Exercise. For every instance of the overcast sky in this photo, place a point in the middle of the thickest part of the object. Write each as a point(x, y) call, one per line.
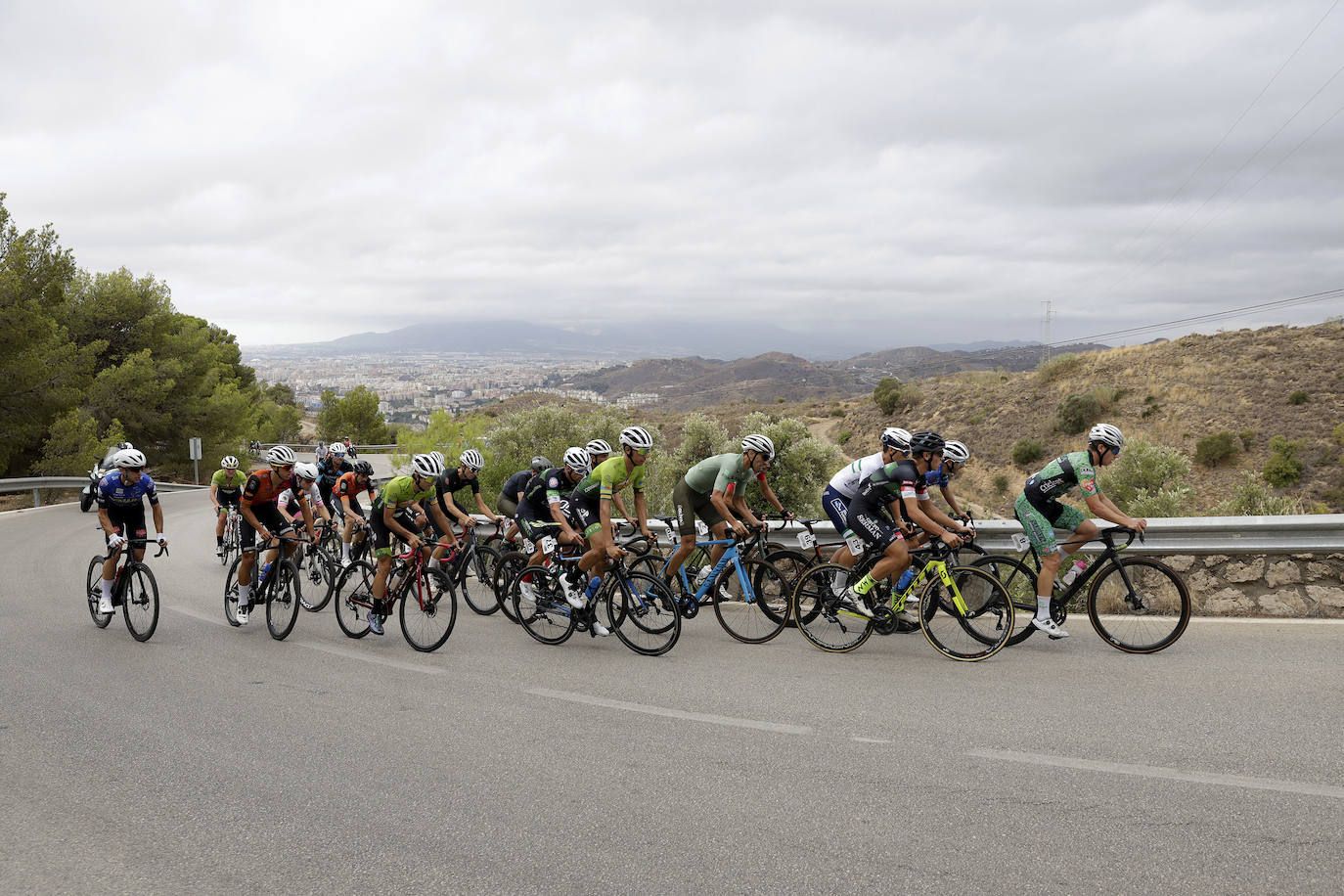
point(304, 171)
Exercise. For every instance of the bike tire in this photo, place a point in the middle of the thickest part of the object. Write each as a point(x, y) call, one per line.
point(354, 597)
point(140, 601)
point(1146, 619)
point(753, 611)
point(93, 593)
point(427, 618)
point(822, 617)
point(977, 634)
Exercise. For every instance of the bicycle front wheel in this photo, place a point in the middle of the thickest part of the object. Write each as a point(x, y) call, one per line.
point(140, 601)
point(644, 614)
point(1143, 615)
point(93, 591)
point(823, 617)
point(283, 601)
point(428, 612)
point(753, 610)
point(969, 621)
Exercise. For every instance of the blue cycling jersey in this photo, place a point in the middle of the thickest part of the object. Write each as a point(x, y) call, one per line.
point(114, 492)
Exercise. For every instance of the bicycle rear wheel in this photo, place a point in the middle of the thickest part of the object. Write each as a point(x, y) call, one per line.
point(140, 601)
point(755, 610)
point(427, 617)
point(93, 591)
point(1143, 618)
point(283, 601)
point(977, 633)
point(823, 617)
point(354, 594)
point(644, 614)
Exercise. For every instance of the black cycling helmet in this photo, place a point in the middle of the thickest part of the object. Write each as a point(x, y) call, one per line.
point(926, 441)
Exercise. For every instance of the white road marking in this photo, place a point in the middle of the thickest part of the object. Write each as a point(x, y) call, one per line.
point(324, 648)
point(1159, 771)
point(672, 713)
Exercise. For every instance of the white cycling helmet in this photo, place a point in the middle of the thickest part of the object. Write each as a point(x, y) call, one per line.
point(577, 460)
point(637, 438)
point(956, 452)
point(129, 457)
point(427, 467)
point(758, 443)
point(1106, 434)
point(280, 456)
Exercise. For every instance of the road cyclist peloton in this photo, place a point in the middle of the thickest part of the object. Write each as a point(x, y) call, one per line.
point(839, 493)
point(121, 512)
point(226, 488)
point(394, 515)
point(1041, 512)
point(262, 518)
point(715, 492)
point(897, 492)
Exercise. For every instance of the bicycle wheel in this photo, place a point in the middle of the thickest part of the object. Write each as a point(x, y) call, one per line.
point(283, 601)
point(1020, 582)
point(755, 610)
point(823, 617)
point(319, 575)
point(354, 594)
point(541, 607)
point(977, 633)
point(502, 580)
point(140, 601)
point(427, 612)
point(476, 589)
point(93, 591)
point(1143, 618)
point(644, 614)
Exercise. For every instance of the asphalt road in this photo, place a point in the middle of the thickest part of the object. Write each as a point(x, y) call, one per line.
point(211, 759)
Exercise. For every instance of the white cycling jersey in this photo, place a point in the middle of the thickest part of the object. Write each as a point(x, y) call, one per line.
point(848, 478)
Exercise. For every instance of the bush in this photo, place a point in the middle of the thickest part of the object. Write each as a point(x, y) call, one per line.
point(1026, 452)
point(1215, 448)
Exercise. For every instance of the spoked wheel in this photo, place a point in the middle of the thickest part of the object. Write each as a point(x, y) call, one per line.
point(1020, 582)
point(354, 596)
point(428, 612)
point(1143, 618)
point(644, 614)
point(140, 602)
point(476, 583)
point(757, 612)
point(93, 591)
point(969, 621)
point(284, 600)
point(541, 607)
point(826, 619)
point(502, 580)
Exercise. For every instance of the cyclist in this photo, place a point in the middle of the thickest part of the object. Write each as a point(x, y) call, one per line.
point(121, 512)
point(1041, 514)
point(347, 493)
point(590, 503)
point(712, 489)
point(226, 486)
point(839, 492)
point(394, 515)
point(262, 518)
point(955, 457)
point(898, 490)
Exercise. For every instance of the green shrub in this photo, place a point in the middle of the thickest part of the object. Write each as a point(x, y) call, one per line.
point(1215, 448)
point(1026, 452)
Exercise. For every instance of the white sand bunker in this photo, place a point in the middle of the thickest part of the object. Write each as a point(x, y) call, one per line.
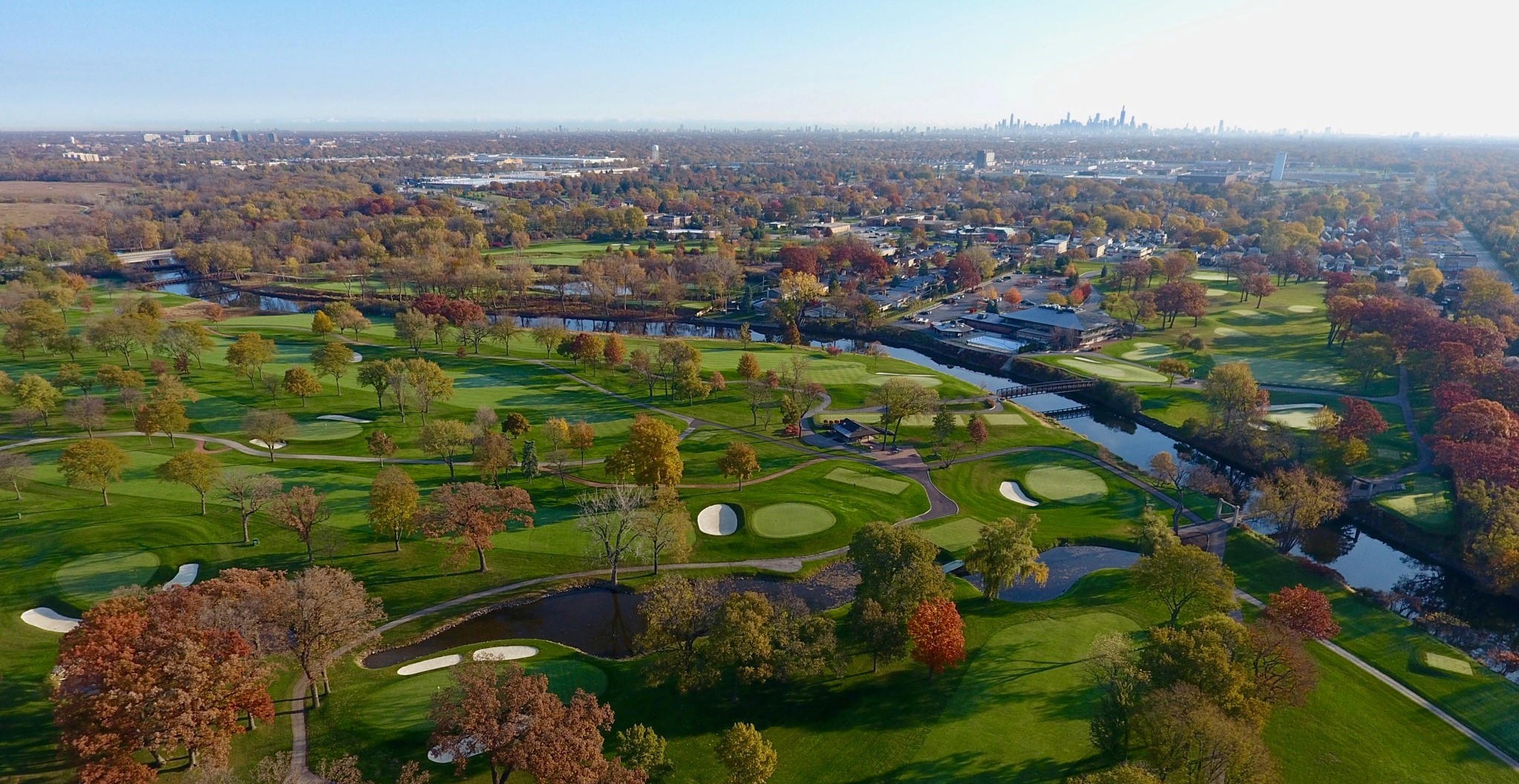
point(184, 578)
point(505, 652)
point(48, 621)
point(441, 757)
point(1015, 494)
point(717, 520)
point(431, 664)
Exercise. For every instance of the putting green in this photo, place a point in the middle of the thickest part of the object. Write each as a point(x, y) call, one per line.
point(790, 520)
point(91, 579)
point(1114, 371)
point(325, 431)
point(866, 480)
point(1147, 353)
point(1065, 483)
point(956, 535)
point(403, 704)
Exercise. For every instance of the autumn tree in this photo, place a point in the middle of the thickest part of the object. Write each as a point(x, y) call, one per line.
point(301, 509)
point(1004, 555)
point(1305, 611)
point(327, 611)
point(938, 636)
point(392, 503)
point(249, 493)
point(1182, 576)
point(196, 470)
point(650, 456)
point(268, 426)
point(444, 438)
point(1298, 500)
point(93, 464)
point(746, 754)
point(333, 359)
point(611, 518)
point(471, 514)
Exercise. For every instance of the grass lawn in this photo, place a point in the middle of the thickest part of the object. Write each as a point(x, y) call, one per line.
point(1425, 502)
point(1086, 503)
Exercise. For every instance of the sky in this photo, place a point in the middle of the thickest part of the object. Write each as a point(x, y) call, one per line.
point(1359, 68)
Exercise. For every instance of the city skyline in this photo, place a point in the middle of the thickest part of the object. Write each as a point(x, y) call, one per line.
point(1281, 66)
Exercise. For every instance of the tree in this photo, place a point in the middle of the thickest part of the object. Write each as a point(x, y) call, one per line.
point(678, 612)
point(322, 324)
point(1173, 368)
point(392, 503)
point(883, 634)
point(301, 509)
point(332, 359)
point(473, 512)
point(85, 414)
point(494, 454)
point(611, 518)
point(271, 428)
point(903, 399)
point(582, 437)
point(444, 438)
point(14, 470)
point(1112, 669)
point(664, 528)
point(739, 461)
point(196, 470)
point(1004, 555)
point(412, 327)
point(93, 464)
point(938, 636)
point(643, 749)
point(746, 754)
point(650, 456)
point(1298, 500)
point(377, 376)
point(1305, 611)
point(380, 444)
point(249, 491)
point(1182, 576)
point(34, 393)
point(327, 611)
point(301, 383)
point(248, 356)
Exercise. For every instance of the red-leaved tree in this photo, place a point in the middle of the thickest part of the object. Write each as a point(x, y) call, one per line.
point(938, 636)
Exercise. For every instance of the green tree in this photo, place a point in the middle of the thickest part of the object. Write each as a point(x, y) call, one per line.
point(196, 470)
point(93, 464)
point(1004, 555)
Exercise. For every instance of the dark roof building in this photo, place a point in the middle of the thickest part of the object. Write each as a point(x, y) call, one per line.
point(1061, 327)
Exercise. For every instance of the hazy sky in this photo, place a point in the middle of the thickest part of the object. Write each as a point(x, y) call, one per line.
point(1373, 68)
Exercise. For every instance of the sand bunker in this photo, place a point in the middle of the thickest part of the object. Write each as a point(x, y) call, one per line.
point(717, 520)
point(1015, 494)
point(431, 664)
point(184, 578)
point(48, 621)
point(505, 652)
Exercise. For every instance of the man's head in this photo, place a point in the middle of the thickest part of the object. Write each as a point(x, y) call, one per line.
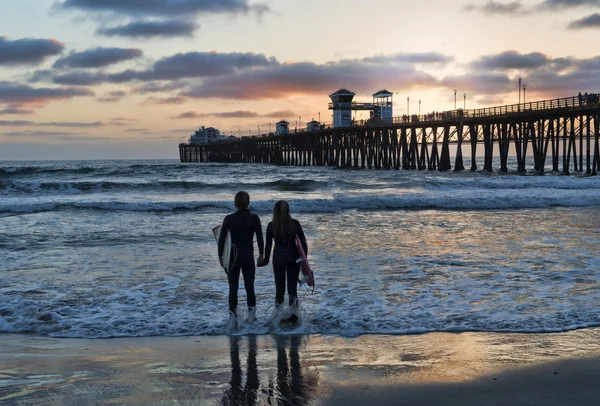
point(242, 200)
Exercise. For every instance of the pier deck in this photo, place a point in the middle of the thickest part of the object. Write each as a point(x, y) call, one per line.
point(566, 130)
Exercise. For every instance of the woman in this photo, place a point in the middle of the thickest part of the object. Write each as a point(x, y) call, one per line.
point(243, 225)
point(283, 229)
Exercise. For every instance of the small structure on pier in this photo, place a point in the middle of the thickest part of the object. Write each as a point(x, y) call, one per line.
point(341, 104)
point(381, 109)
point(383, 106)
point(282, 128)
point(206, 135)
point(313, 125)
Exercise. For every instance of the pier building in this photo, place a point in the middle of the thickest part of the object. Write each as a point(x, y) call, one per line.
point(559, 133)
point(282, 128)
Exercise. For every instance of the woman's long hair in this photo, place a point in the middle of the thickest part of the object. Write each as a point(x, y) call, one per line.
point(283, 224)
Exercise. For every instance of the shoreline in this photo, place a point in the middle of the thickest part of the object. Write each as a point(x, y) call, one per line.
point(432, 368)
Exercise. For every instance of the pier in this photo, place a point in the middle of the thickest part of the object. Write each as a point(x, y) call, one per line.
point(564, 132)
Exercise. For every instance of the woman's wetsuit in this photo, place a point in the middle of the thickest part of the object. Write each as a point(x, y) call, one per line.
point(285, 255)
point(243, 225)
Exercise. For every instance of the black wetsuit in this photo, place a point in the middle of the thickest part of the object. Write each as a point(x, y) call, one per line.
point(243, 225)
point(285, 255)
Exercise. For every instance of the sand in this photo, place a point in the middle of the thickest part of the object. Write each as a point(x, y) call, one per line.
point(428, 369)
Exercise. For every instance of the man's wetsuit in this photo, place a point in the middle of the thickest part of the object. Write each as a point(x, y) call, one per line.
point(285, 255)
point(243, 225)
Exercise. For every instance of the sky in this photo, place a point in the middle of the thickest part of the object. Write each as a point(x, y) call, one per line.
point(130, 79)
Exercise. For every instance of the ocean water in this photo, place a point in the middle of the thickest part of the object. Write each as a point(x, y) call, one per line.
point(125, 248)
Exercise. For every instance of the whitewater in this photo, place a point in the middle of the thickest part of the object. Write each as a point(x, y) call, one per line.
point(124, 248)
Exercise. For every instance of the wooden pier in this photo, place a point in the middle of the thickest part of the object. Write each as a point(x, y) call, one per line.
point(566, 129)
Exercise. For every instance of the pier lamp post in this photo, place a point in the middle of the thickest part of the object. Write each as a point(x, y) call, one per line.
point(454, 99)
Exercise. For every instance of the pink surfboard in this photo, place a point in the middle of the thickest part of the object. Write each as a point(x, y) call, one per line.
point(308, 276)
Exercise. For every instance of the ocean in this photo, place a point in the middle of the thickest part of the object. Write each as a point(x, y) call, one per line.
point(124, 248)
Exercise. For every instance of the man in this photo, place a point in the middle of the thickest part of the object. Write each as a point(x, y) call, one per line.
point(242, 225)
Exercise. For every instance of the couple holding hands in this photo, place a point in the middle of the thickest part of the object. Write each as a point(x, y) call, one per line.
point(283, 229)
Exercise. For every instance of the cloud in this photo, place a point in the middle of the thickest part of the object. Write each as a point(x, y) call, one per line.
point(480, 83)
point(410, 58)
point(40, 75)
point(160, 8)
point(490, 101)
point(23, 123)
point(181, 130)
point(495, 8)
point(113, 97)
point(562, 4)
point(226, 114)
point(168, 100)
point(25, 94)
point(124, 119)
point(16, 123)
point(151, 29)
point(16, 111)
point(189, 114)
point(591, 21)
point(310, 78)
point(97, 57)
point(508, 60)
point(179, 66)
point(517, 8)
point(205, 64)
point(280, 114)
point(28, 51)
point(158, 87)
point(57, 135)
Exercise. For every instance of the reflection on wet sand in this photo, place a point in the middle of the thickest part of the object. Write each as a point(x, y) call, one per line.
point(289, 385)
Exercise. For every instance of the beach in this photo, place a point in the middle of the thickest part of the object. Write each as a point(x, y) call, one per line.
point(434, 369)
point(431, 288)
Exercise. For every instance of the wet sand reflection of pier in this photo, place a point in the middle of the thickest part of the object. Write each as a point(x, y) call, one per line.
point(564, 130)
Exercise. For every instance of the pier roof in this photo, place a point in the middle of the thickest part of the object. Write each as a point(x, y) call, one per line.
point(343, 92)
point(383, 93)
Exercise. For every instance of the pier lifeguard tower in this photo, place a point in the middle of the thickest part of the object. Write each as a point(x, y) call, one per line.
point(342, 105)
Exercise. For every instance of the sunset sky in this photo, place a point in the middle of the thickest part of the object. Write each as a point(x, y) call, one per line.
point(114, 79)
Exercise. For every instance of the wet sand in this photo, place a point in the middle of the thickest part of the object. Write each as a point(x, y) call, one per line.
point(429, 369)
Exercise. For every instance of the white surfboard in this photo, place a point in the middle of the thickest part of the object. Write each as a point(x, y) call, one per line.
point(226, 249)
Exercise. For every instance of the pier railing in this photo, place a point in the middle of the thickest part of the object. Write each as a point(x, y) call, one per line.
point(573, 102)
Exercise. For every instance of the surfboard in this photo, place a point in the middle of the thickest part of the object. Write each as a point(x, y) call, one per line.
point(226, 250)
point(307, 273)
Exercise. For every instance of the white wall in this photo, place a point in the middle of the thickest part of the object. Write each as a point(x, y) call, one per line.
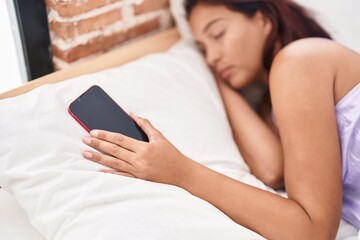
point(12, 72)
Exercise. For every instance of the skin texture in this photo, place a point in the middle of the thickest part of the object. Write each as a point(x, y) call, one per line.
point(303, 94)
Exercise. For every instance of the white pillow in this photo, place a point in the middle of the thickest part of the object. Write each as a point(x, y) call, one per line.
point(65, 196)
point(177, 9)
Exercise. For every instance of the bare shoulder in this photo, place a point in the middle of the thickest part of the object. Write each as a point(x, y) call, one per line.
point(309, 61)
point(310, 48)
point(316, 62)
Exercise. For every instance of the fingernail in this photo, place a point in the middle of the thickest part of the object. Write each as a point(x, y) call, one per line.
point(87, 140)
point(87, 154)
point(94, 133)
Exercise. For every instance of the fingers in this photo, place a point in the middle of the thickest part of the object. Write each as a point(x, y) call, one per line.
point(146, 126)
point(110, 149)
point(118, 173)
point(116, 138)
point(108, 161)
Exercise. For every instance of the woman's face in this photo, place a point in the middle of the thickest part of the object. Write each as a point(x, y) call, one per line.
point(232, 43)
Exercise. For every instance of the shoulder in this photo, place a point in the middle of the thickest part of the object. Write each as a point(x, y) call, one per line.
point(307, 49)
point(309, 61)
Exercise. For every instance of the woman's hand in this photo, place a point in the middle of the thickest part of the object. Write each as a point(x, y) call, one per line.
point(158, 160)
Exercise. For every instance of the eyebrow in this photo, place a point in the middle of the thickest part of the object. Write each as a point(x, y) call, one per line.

§ **Goal**:
Can you lay out the stretch from the start of the listing through the line containing "point(926, 441)" as a two-column CSV headed instruction and points, one row per entry, with each field quoted and its line breaks turned into spaces? Leave the pictures out.

§ **Task solution**:
instruction,points
"Exercise. For every instance of the overcast sky in this photo, place a point in the middle of the thickest part of the object. Write each as a point(x, y) call, one per line.","point(304, 171)"
"Exercise. For every instance of the bike tire in this photo, place a point in the middle of the thickest part of the object. Write each as a point(x, y) call, one per line.","point(354, 597) point(140, 601) point(1146, 619) point(753, 611) point(93, 593) point(427, 618) point(822, 617) point(977, 634)"
"Exercise. For every instance of the bicycle front wheel in this photo, place a point in the middle of the thickest part of the object. Write each as a point(x, y) call, one per line.","point(140, 601) point(644, 614) point(1143, 615) point(93, 591) point(823, 617) point(283, 601) point(428, 612) point(753, 610) point(969, 621)"
"Exercise. For every instance of the blue cycling jersey in this photo, place a point in the middle of the thickest part of the object. Write each as a point(x, y) call, one per line.","point(114, 492)"
"Exercise. For every instance of the bicycle rear wheel in this photo, place a point in the middle of the thickest part of the object. Write each as a point(x, y) call, one per line.","point(140, 601) point(755, 610) point(427, 617) point(93, 591) point(1143, 618) point(283, 601) point(977, 633) point(823, 617) point(354, 594) point(644, 614)"
"Exercise. For every instance of the black cycling helmet in this photo, place a point in the middle of the thickest part of the object. Write each as a point(x, y) call, one per line.","point(926, 441)"